## YOUR ASSIGNMENT
Output the line that contains "box: [332, 393, 361, 407]", then every line beneath it through the end of the records, exactly as given and with no other lines.

--- DATA UNDER STUDY Enclosed Below ---

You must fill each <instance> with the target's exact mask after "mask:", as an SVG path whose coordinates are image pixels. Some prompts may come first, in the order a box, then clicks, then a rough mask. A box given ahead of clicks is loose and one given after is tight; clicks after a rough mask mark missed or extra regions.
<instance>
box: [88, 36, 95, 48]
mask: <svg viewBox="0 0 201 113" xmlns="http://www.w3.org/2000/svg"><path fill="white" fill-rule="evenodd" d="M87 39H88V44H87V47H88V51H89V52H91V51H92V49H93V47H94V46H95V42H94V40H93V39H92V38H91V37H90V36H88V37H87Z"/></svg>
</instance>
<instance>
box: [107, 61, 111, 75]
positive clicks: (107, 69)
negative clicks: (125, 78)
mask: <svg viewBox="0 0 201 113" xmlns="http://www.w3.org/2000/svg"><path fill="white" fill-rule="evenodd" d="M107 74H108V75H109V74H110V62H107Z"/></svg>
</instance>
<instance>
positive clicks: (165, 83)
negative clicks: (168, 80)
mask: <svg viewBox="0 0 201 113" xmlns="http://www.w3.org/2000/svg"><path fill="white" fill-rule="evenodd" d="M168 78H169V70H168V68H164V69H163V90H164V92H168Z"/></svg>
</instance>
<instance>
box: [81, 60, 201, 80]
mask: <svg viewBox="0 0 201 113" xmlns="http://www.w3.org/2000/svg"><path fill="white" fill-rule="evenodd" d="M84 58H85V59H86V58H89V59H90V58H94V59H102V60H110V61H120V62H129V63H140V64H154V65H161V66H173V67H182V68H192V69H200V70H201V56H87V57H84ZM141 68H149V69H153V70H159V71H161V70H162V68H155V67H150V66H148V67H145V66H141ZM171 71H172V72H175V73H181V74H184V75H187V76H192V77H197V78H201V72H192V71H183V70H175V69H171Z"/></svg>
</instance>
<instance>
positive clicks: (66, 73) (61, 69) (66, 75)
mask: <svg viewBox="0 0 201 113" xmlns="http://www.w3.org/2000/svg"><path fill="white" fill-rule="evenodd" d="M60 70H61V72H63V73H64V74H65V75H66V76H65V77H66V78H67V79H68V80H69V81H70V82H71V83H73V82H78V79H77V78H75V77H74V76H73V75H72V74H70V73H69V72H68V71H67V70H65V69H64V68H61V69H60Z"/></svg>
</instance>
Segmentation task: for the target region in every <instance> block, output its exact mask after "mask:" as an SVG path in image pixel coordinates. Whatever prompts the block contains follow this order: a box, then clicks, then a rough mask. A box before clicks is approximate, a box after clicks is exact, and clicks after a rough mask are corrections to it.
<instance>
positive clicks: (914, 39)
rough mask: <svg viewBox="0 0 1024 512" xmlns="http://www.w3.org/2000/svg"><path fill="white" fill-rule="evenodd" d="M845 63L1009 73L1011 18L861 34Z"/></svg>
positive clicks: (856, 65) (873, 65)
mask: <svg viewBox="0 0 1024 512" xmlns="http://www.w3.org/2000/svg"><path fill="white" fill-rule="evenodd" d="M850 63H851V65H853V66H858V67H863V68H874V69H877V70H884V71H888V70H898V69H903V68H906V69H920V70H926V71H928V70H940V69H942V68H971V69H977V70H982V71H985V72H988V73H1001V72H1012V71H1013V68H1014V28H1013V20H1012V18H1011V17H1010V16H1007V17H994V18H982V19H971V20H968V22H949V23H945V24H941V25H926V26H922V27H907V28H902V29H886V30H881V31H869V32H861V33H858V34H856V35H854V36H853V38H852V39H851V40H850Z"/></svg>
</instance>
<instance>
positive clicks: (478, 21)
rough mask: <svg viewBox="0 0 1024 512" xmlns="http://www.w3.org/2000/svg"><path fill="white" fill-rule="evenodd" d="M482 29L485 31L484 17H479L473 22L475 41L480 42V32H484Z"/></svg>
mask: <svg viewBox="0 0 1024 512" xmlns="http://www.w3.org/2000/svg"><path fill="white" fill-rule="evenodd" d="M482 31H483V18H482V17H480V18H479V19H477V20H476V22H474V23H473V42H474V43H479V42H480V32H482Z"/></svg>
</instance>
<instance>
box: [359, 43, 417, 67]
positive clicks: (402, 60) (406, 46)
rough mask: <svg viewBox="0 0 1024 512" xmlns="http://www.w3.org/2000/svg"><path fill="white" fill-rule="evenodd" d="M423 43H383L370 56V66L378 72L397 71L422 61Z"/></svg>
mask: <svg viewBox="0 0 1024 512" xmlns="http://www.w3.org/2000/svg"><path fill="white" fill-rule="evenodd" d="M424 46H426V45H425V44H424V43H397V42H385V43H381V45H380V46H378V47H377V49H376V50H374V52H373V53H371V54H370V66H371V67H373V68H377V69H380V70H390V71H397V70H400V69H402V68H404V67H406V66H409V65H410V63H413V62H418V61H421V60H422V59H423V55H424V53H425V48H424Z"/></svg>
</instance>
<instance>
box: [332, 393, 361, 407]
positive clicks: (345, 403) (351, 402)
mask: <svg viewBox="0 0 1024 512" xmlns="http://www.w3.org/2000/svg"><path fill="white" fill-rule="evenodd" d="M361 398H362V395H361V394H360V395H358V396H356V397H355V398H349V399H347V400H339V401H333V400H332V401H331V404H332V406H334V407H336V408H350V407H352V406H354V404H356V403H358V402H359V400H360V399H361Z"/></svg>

--- End of Enclosed DATA UNDER STUDY ---

## TASK ANSWER
box: [332, 393, 361, 407]
positive clicks: (345, 403) (351, 402)
mask: <svg viewBox="0 0 1024 512" xmlns="http://www.w3.org/2000/svg"><path fill="white" fill-rule="evenodd" d="M361 398H362V395H361V394H360V395H358V396H356V397H355V398H349V399H347V400H339V401H333V400H332V401H331V404H332V406H334V407H336V408H350V407H352V406H354V404H356V403H358V402H359V400H360V399H361Z"/></svg>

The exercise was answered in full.